To-do list:
1. Return the passage of the brewing discussion starting at "OH do DH during" and ending at "introduces during DH!", copied word for word.
2. Using the brewing discussion, explain in one to three sentences why the writer of the paragraph beginning "I’m not claiming" likes dry hopping during fermentation.

Provided passage:
☆ ☆ ☆ ☆
I’m going to put my theory ofmoving a keg and resuspending trub can cause it to clear to the test on the next beer I do and see if it holds water

Good point! I’ll have to test that with my next batch. My old response to that is when I pour a can of monkish or treehouse they are more like the first pour and that’s after agitation. So would a lower pH clarify the beer more?
 
Have you ever had an Other Half IPA? Doesn’t get any hazier than that and they DH after fermentation

OH do DH during fermentation- they just don’t do it during peak fermentation. Sam is interviewed in the Craft Beer & Brewing podcast and explains he does this because it let’s him harvest some of the yeast before dry hop but he also specifically says he DHs before all the fermentation is done so as to achieve some biotransformation.

I’m not claiming for a minute that this causes the haze but it is an approach that personally I like. Let’s me harvest some yeast and leaves some fermentation to scrub the oxygen that my clumsy self undoubtedly introduces during DH!
☆ ☆ ☆ ☆
Excerpts of labeled region data
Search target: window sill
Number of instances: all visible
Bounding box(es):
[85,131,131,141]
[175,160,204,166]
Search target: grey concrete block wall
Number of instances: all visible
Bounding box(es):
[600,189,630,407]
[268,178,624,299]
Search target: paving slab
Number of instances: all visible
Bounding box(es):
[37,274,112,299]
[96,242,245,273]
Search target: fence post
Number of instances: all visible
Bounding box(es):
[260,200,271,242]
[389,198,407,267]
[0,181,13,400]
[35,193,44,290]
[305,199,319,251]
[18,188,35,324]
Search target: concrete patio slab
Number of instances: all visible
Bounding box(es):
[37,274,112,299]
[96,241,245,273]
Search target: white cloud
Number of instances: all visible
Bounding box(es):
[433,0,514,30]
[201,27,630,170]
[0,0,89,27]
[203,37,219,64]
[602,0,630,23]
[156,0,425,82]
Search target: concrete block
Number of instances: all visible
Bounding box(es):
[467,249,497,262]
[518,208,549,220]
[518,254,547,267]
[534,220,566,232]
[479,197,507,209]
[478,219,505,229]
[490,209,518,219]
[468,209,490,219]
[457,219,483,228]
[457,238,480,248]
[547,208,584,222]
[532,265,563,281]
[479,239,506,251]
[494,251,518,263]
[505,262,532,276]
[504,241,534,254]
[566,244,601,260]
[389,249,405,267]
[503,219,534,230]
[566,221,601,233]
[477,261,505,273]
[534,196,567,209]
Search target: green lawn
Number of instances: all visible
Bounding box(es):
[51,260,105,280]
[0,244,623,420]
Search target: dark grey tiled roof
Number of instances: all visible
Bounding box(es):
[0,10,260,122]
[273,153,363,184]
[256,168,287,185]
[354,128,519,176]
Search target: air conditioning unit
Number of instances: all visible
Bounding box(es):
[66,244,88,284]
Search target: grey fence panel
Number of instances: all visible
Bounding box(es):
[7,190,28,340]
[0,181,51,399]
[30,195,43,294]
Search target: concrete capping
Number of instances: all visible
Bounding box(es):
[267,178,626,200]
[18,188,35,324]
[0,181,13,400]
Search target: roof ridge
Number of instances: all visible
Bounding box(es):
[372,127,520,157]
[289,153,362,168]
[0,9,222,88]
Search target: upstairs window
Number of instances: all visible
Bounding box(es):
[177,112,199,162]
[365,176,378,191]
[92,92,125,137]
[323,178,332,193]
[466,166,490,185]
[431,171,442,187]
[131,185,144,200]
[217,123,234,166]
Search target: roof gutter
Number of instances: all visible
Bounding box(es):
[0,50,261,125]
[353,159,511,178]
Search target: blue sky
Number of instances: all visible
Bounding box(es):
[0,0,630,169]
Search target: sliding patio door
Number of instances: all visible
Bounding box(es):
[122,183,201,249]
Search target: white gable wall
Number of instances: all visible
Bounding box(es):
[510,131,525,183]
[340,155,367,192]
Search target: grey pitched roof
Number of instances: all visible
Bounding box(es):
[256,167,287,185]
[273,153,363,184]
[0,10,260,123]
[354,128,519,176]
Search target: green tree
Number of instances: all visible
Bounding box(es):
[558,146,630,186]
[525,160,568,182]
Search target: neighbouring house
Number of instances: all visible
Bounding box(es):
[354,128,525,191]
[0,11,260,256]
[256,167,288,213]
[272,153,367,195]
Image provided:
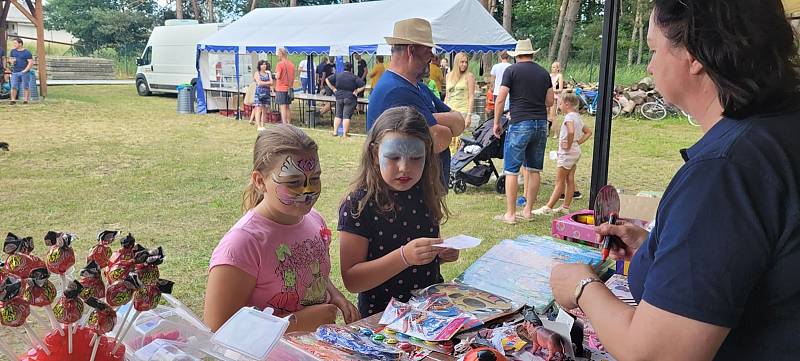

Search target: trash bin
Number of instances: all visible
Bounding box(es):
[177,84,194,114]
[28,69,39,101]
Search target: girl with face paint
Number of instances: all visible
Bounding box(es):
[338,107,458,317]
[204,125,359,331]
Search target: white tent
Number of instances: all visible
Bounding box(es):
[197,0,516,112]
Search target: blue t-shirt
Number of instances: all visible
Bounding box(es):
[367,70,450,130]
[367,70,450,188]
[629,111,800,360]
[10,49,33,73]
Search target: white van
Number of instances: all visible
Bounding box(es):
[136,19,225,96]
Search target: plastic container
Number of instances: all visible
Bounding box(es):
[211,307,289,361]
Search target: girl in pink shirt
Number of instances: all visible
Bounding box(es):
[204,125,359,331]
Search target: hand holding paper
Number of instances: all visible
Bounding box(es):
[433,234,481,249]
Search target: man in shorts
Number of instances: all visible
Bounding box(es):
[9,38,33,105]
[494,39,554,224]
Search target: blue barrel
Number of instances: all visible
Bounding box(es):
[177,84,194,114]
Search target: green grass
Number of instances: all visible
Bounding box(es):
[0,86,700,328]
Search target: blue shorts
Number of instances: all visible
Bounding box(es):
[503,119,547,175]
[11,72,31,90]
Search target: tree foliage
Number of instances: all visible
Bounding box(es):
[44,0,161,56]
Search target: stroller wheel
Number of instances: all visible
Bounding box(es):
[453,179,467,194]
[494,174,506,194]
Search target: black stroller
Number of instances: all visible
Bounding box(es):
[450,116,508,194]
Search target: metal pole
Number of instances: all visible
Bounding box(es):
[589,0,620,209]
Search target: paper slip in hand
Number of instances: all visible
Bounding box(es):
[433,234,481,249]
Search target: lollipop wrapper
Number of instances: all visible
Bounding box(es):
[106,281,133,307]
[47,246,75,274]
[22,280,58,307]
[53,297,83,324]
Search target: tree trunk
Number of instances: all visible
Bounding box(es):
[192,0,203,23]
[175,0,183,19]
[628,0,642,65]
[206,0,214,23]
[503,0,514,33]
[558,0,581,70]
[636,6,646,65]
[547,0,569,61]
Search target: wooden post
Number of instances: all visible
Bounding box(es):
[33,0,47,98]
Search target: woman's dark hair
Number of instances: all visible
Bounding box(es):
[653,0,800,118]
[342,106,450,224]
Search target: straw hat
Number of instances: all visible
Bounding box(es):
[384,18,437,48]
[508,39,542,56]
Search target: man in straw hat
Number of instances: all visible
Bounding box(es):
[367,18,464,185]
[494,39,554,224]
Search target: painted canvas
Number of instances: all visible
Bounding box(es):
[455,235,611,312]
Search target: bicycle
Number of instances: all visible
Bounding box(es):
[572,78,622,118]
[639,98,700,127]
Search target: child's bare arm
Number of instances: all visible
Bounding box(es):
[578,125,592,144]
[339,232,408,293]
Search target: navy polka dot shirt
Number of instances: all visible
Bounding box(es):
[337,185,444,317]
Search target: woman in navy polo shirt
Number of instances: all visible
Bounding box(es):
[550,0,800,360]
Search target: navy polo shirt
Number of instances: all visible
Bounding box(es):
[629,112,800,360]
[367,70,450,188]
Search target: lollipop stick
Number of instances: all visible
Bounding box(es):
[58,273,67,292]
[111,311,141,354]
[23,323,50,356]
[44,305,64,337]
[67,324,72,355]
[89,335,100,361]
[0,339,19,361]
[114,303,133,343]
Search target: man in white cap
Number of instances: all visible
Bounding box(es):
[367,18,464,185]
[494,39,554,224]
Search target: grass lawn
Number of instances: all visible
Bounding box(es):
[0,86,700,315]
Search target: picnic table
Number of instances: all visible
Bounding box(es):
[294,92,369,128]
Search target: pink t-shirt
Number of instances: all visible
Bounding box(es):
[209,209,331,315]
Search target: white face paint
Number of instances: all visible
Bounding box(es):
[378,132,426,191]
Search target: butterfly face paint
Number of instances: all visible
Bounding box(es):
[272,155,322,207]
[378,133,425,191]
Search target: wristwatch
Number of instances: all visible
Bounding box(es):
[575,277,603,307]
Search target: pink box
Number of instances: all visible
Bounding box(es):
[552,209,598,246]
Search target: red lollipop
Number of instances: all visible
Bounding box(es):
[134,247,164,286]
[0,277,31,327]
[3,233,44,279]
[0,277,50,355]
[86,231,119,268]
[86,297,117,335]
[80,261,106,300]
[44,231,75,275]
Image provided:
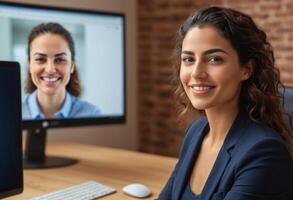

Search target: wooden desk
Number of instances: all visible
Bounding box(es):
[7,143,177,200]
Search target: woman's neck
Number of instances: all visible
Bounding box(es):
☆ ☆ ☆ ☆
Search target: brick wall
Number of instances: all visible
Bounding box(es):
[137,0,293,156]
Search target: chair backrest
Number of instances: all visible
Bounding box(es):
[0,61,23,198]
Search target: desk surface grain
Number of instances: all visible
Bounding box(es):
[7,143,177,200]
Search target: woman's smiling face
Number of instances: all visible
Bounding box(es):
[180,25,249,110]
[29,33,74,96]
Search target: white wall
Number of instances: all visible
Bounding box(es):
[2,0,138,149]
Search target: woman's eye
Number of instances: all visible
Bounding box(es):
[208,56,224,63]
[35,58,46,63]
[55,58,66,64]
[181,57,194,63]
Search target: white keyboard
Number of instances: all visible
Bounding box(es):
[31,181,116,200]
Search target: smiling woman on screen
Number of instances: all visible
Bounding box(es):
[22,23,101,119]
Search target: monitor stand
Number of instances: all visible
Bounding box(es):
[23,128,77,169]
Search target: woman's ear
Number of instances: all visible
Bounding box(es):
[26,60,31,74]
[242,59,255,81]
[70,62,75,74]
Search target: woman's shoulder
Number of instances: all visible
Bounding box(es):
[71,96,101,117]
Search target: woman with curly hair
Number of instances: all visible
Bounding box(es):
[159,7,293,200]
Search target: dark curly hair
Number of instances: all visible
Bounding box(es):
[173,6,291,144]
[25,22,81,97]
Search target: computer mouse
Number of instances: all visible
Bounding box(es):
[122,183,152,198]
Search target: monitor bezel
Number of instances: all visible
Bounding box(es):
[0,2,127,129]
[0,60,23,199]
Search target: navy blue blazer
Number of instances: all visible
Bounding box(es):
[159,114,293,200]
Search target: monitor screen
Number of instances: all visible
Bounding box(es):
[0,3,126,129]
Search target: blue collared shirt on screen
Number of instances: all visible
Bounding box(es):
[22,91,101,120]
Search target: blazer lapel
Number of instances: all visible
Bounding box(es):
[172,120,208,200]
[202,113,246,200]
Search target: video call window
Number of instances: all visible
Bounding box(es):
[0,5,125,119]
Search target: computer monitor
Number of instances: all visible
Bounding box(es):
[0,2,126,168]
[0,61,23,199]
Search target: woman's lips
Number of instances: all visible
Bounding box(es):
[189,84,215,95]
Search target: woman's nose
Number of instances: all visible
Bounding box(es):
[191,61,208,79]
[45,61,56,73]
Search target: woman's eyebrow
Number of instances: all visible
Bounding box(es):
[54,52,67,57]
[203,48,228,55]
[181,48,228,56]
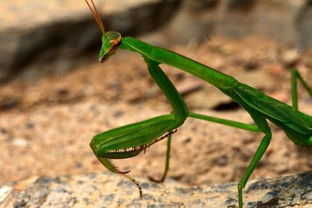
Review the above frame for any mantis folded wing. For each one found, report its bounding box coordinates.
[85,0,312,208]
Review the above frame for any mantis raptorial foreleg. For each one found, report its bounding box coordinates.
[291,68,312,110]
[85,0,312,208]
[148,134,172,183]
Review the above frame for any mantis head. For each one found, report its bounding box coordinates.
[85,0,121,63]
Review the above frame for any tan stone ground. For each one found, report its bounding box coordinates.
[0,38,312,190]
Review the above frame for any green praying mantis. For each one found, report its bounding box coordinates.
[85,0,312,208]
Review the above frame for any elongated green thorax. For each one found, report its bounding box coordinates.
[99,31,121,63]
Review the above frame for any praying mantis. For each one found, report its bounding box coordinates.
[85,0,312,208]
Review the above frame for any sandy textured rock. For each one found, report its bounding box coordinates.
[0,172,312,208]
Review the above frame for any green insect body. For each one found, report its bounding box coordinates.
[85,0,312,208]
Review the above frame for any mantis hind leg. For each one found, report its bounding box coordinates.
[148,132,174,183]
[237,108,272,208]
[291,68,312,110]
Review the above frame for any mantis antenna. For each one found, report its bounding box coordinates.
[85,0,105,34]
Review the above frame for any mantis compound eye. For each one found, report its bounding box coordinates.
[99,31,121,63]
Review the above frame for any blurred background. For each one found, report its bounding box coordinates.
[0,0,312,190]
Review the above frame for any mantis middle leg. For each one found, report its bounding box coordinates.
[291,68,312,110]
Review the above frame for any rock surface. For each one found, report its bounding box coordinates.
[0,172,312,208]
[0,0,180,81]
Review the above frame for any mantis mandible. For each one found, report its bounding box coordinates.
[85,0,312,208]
☆ ☆ ☆ ☆
Exercise answers:
1.
OH do DH during fermentation- they just don’t do it during peak fermentation. Sam is interviewed in the Craft Beer & Brewing podcast and explains he does this because it let’s him harvest some of the yeast before dry hop but he also specifically says he DHs before all the fermentation is done so as to achieve some biotransformation.

I’m not claiming for a minute that this causes the haze but it is an approach that personally I like. Let’s me harvest some yeast and leaves some fermentation to scrub the oxygen that my clumsy self undoubtedly introduces during DH!

2. Dry hopping during fermentation lets the writer harvest some yeast first. It also leaves some fermentation still going, which scrubs out the oxygen the writer expects to introduce while dry hopping.